## Tasks
1. In the overview of medial elbow pain, how long does tendon damage take to repair?
2. Write the next part of the overview of medial elbow pain, picking up after its last sentence.

## Source document
▼
Posted by Simeon Niel Asher on



We've been treating an awful lot of elbows lately, so here's a brief overview of medial elbow pain, common causes, and where trigger points come into play.

Golfers Elbow (Medial Epicondylalgia -­ ME)

Medial elbow pain on gripping can start as an annoying ache but rapidly degenerate into a debilitating problem, with pain on gripping, opening bottles or shaking hands. ME maybe related to repetitive manual tasks and is also commonly reported in bowlers, archers, and weight lifters (as well as golfers!).

The pain from ME is often associated with ‘trigger points’ in the wrist flexors of the wrist (especially Flexor Carpi Ulnaris, Flexor Digitorum Superficialis, Palmaris Longus and Medial Head of Triceps muscles). The pathology is similar to a tennis elbow with repetitive micro-­tears in the zone where the tendon of the muscle meets the bone.

Key facts about ME:

• Mainly between 35 and 50 years of age

• Men more than women

• Common in: professions; cooks who chop, cleaners who vacuum, butchers, gardeners, assembly line workers

• Now referred to by authorities as ‘Medial Epicondalgia’

• Not inflammation of the bone but micro‐tears and traumata with small bleeds

• Can become chronic so early treatment is advised

• Develops due to overuse of the flexor muscles of the arm and wrist

• Associated with golf due to the stress it places on the muscles, tendons and joints

• Tendons do not like sudden eccentric loads

• A sudden eccentric load of 3% can tear a tendon

• A sudden eccentric load of 5% can rupture a tendon

• Tendon damage might be considered as a muscle fracture (Lewis 2014), it takes six weeks of very low loading to repair. It should treated like such and any increase in loading should be incremental

• Stretching is Key

Medial Overload Syndrome

This covers a range of syndromes related to pain on the inside part of the elbow (medial epicondyle). The most common syndromes are ‘pitchers/throwers elbow’ and climbers elbow. These issues usually develop as a result of overuse of the ‘flexor’ muscles used for hand gripping or throwing (check Supinator, Flexor Carpi Ulnaris, Flexor Digitorum Superficialis and profundus, Palmaris Longus and the Medial Head of Triceps muscles). The repetitive actions of throwing and climbing place considerable amounts of mechanical stress on the inside of the elbow joint.
▲
## Recorded data
▼
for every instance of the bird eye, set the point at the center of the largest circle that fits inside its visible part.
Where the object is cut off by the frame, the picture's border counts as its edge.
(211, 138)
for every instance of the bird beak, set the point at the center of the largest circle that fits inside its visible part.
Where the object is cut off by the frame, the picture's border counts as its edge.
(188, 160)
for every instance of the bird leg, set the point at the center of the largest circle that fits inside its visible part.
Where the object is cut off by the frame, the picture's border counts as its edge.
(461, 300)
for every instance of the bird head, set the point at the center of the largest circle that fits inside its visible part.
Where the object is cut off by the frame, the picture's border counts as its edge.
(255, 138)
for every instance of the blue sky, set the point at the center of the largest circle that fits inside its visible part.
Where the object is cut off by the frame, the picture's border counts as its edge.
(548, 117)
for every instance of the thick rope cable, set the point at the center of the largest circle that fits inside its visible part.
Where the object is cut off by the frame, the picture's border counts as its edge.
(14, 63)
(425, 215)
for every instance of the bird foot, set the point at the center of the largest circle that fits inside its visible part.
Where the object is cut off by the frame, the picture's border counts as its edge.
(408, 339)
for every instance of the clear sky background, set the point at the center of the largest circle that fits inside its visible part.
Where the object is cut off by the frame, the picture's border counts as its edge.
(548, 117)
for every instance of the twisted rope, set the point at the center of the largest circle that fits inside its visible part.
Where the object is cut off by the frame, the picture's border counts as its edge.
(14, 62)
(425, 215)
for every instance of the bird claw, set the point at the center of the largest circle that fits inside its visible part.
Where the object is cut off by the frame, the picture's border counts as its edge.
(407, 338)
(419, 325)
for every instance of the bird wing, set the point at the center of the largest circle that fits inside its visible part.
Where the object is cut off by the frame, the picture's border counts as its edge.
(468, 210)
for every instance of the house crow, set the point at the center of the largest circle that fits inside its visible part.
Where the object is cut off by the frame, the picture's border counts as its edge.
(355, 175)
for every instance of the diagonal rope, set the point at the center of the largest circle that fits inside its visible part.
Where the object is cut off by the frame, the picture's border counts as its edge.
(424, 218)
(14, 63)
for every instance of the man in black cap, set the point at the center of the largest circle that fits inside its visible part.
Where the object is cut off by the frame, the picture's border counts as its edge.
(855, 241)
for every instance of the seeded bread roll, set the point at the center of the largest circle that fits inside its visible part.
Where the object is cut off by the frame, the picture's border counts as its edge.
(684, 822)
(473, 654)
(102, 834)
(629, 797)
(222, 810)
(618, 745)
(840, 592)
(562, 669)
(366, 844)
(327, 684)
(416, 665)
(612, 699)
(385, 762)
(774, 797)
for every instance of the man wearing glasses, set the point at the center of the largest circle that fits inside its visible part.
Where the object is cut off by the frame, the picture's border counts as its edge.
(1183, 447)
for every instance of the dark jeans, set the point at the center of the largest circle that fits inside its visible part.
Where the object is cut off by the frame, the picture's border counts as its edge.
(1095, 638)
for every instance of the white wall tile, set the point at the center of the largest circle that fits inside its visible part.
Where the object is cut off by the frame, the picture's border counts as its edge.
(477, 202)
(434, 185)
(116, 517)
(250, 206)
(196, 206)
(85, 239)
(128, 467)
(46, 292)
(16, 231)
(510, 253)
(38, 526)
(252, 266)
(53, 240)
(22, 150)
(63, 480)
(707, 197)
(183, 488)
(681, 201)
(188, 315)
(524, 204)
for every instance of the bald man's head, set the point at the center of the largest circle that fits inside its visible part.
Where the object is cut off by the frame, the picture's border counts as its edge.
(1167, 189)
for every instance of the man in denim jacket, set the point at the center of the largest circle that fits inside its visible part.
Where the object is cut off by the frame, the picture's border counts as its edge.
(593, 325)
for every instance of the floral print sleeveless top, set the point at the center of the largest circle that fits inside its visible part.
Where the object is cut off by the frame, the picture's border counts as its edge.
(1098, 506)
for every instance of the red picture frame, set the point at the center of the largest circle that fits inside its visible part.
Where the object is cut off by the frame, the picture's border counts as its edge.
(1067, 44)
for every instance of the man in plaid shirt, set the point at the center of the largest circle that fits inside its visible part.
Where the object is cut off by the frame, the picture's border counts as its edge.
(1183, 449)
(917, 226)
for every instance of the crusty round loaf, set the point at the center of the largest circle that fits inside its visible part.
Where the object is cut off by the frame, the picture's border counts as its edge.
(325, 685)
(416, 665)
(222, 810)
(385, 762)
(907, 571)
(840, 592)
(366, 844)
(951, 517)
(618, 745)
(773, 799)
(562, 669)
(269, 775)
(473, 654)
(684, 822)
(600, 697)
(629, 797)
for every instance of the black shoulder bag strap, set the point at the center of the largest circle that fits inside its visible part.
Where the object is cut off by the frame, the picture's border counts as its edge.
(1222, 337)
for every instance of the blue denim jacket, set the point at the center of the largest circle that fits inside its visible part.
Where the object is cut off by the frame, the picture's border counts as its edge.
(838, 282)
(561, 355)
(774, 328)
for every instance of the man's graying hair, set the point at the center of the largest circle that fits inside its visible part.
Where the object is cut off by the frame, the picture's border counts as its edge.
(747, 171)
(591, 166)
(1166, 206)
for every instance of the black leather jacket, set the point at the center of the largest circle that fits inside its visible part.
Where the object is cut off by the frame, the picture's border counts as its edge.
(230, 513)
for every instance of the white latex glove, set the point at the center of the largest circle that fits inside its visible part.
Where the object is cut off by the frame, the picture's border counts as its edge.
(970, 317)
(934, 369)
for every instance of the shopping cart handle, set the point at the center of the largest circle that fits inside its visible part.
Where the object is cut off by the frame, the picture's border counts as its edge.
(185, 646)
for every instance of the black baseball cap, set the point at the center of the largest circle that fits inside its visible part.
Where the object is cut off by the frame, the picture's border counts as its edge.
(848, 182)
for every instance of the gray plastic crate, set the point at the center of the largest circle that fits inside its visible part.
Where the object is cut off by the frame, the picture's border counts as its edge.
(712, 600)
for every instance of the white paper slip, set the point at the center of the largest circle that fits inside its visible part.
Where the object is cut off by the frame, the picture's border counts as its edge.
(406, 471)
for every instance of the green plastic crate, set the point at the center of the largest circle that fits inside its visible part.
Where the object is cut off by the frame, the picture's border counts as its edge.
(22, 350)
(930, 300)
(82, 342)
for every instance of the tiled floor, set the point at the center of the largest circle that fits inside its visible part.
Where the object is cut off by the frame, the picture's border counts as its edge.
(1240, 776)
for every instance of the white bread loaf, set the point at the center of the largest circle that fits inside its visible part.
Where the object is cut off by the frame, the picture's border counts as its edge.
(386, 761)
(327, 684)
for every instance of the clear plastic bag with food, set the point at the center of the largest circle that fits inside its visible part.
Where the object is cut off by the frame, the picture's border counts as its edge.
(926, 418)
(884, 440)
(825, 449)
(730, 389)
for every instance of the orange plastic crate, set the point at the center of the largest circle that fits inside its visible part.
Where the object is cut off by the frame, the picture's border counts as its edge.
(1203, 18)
▲
## Results in order
1. Six weeks of very low loading.

2.
This stress can create micro­‐traumata that over time can develop into tendon tears and failure. In most cases the pain develops slowly and gradually over weeks or months. It is less common for the symptoms to occur suddenly. Initially stiffness is felt, and this is often to the muscular overload and development of trigger points.

Pain and tenderness is then felt over the medial aspect of the elbow joint. Finally, patients report pins and needles or numbness in the 4th or 5th fingers. Wrist weakness may also develop. Pain is reported to be especially bad at night, just before sleep, especially in patients who twist their hands into funny positions beneath their pillows. Pain also increases typically when using tools, shaking hands, turning a doorknob, gripping, lifting or trying to stabilize or move the wrist.

Little League Elbow (LLE)

LLE is an overload syndrome resulting from the repetitive action of softball/baseball and results in elbow pain. LLE occurs more frequently in pitchers. It can result in in varies fractures or bone growths.

During the throwing motion, inwards (valgus) stress is placed on the elbow. This valgus stress results in tension on the medial structures (i.e., medial epicondyle, medial epicondylar apophysis, medial collateral ligament complex) and compression of the lateral structures (i.e., radial head and capitullum). Overuse occurs when the level of tissue breakdown is larger than repair. Recurrent microtrauma of the elbow joint can lead to Little League Elbow, a syndrome that includes:

(1) delayed or accelerated growth of the medial epicondyle (medial epicondylar apophysitis)

(2) traction apophysitis (medial epicondylar fragmentation), and ...

(3) medial epicondylitis.

Trigger point therapy to the wrist flexors can be uniquely effective!